START Entries shown
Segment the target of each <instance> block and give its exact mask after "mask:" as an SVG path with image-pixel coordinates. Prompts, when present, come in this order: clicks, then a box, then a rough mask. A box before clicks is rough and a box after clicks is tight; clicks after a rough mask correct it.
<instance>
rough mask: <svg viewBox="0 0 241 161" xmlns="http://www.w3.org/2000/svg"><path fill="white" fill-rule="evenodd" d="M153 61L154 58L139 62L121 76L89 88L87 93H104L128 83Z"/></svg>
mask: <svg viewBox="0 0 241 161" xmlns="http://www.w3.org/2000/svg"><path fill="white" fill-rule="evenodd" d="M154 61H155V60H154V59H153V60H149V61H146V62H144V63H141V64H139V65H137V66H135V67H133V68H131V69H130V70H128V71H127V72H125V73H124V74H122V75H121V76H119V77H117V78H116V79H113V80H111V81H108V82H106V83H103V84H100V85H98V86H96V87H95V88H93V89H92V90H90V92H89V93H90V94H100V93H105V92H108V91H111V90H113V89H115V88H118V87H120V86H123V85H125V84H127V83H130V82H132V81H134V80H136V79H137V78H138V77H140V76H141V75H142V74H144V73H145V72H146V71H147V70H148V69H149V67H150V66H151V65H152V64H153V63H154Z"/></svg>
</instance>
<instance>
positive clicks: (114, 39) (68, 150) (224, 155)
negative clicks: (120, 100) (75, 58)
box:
END Entries shown
### Your assignment
Copy every line above word for word, changing nothing.

### Solution
Segment the target of each <instance> block and give its exact mask after "mask:" as an SVG path with image-pixel coordinates. Prompts, when present, come in this order: clicks, then a box, then a rough mask. A box before clicks is rough and a box after clicks is tight; clicks after a rough mask correct it.
<instance>
rough mask: <svg viewBox="0 0 241 161" xmlns="http://www.w3.org/2000/svg"><path fill="white" fill-rule="evenodd" d="M153 61L154 58L139 62L121 76L89 88L87 93H104L128 83Z"/></svg>
mask: <svg viewBox="0 0 241 161" xmlns="http://www.w3.org/2000/svg"><path fill="white" fill-rule="evenodd" d="M154 61H155V60H154V59H153V60H149V61H146V62H144V63H141V64H139V65H137V66H135V67H133V68H131V69H130V70H128V71H127V72H125V73H124V74H122V75H121V76H119V77H117V78H116V79H113V80H111V81H108V82H106V83H103V84H100V85H98V86H96V87H95V88H93V89H92V90H90V92H89V93H90V94H100V93H105V92H108V91H111V90H113V89H115V88H118V87H120V86H123V85H125V84H127V83H130V82H132V81H134V80H136V79H137V78H138V77H140V76H141V75H142V74H144V73H145V72H146V71H147V70H148V69H149V67H150V66H151V65H152V64H153V63H154Z"/></svg>
</instance>
<instance>
positive clicks: (114, 39) (68, 150) (224, 155)
negative clicks: (120, 100) (75, 58)
box:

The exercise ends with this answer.